> _Problem statement_: Copy every line, leaving nothing out and adding nothing.

> _Extracted records_:

-- begin --

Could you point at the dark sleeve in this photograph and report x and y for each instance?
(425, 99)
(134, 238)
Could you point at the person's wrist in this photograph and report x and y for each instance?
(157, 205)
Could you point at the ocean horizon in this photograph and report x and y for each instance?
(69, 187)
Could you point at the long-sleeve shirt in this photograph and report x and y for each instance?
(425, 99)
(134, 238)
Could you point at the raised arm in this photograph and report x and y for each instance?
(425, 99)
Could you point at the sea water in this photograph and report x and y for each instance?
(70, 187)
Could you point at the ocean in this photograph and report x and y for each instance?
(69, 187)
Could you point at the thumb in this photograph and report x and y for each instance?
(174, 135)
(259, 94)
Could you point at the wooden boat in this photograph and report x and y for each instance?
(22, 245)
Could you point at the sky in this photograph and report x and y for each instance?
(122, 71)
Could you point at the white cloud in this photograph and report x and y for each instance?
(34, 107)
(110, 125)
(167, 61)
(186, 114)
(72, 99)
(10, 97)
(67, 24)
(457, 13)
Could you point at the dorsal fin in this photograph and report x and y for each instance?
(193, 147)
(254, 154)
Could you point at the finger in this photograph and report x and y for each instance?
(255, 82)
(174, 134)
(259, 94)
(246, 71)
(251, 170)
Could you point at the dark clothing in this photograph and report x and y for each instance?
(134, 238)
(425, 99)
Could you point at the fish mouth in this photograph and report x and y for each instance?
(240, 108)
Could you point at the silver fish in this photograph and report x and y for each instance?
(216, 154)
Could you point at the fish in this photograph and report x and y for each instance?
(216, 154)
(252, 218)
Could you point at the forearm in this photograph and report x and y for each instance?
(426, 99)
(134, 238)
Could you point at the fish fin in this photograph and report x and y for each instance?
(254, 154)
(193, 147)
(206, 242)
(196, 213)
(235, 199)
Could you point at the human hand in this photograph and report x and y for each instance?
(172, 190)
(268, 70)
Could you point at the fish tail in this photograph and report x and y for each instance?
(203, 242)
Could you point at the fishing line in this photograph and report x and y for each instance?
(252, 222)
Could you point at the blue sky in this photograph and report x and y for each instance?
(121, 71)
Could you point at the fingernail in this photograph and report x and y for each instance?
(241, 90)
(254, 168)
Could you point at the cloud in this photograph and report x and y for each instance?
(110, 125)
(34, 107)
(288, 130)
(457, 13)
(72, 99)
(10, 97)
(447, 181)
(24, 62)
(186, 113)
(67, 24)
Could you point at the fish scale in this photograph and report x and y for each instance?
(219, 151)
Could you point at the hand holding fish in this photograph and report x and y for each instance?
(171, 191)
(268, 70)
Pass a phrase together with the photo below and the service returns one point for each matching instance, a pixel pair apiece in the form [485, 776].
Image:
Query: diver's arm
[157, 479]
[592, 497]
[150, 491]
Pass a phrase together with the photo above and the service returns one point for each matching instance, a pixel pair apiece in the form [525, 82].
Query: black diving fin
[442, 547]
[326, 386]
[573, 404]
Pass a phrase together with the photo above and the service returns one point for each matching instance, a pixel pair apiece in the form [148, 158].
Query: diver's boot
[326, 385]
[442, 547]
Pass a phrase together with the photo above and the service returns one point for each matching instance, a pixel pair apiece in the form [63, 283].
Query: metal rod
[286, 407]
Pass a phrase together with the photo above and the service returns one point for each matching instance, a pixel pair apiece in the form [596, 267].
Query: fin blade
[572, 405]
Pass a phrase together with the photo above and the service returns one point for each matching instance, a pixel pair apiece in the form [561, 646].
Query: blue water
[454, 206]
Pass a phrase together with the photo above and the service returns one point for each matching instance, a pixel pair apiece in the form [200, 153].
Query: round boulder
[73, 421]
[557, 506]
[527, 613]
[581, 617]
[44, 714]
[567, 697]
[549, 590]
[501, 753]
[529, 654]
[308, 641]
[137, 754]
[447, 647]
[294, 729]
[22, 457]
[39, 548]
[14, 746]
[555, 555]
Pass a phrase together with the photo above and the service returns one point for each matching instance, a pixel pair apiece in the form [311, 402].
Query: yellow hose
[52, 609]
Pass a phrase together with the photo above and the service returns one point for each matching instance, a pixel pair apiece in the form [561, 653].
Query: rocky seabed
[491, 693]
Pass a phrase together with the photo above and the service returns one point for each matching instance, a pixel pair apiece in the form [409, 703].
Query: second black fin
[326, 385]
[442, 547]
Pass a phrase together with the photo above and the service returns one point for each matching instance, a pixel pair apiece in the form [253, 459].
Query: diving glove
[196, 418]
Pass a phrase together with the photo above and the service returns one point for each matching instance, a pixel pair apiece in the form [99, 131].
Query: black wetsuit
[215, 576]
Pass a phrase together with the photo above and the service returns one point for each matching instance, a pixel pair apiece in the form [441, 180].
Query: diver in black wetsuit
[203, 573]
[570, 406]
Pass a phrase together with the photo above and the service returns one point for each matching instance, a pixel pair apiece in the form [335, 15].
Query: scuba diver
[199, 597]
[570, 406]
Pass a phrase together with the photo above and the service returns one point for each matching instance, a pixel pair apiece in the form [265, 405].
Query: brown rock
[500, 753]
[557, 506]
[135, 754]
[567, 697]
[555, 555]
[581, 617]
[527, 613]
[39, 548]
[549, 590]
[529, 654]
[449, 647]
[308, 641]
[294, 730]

-- end --

> _Worked answer_:
Could you point at the dark sleeve in this photograph and report x and y for each instance?
(425, 99)
(134, 238)
Could you point at the person's wrist in this photograph and report x and y for each instance?
(157, 205)
Could you point at the ocean horizon in this photograph and report x and y for each instance?
(69, 187)
Could you point at the long-sleeve shirt in this photograph and report x and y for each instance?
(425, 99)
(134, 238)
Could you point at the raised arm in this photograph and report x and y for each instance?
(425, 99)
Could you point at the sea water in this photograph and report x and y for each instance?
(70, 187)
Could you point at the ocean in this photograph and report x and y for each instance?
(69, 187)
Could you point at the thumb in this photograph and report x and y for each instance?
(174, 135)
(259, 94)
Could you point at the wooden boat in this photograph and report x and y for each instance?
(22, 245)
Could you point at the sky in this photograph and report x and y for each instance?
(122, 71)
Could you point at the white cloud in this photograph and report x and y for each instance?
(34, 107)
(110, 125)
(167, 61)
(186, 114)
(72, 99)
(10, 97)
(67, 24)
(457, 13)
Could you point at the dorsal fin in this photograph and report x and y for each instance?
(193, 147)
(254, 154)
Could you point at the finger in this photograph and report x and y for each instance?
(255, 82)
(174, 134)
(259, 94)
(246, 71)
(251, 170)
Could you point at the dark clothing in this photograph and report x and y for each instance?
(134, 238)
(425, 99)
Could you point at the fish mouth in this photograph and report x and y for each instance?
(240, 108)
Could you point at the silver fish in this photograph and report x and y for each instance?
(216, 154)
Could you point at the fish in this photograph and report x and y for each instance?
(216, 154)
(252, 218)
Could you point at the forearm in this photograph and report x and y for each instance?
(426, 99)
(134, 238)
Could you point at the fish fin in this photograph and report x and y for each instance?
(254, 154)
(193, 147)
(206, 242)
(196, 213)
(235, 199)
Could you point at the human hand in this photograph and report x and y for each instance?
(172, 190)
(268, 70)
Could you point at the fish tail in this photograph and report x and y for each instance?
(203, 242)
Could you point at the fishing line in this photograph and report x and y for each instance?
(252, 222)
Could you point at the blue sky in this photograph and report x and y for each instance?
(121, 71)
Could you point at the fingernail in this photograph and report x and y for each instance?
(241, 90)
(254, 168)
Could you point at the cloud in this photograph and report x and y for each instance?
(110, 125)
(34, 107)
(288, 130)
(457, 13)
(72, 99)
(10, 97)
(447, 181)
(24, 62)
(186, 113)
(67, 24)
Could you point at the fish scale in this photograph and report x and y for each instance?
(219, 151)
Could you point at the hand holding fish in this photograph and report x and y for each instance?
(171, 191)
(268, 70)
Pass a phrase together with the photo below and the service returns one point for each matching instance, a pixel pair apiece in the form [485, 776].
Image:
Query: diver's arm
[157, 479]
[592, 497]
[150, 491]
Pass a phrase together with the photo above and the service returns one point for each matching instance, a pixel pair apiece in the form [525, 82].
Query: black diving fin
[442, 547]
[326, 386]
[573, 404]
Pass a phrase together with the photo above and the service returns one point for each matching instance, a pixel pair apiece in the form [148, 158].
Query: diver's boot
[326, 385]
[442, 547]
Pass a phrase together with the photo above and the service returns one point for each matching instance, a pixel pair apiece in the form [63, 283].
Query: metal rod
[286, 407]
Pass a phrase together with the photo above and the service returns one point for each matching instance, a pixel pair apiece in the form [596, 267].
Query: fin blade
[572, 405]
Pass a phrase together with the photo above and the service returns one point for each matching instance, a pixel pair apiece in the form [561, 646].
Query: blue water
[454, 206]
Pass a phrase together with the photo above and the service returns one point for each matching instance, a pixel pair apiece in the form [200, 153].
Query: round boulder
[73, 421]
[557, 506]
[527, 613]
[581, 617]
[44, 714]
[567, 697]
[549, 590]
[501, 753]
[529, 654]
[308, 641]
[137, 754]
[447, 647]
[294, 729]
[22, 457]
[39, 548]
[14, 746]
[555, 555]
Pass a phrase together with the photo above and the service returns one point for each matching instance, a pixel pair apiece in the form [311, 402].
Query: yellow hose
[52, 609]
Pass a phrase together with the photo above and the service returns one point for each matching instance, a pixel pair apiece in the form [561, 653].
Query: rocky seabed
[491, 693]
Pass a phrase together with the photo above and the service returns one point for each matching instance, a pixel pair apiece in the form [409, 703].
Query: second black fin
[326, 385]
[442, 547]
Pass a phrase together with the photo above and the service returns one point for each matching instance, a pixel pair apiece in the form [253, 459].
Query: diving glove
[196, 418]
Pass a phrase together with the photo above and the service returns one point for each matching instance, a pixel pair apiece in the form [99, 131].
Query: black wetsuit
[215, 576]
Pass a phrase together with the photo above and the service returns one point for each matching instance, a pixel pair apiece in the form [441, 180].
Query: diver in black wetsuit
[203, 573]
[570, 406]
Pass a phrase together with the photo above and the service returns one point for each matching instance, a pixel pair apiece in the form [335, 15].
Query: scuba diver
[199, 597]
[570, 406]
Pass a phrase together with the photo above and the service returns one point for each matching instance, a pixel pair apiece in the form [265, 405].
Query: brown rock
[500, 753]
[557, 506]
[135, 754]
[567, 697]
[555, 555]
[581, 617]
[527, 613]
[39, 548]
[549, 590]
[529, 654]
[449, 647]
[308, 641]
[294, 730]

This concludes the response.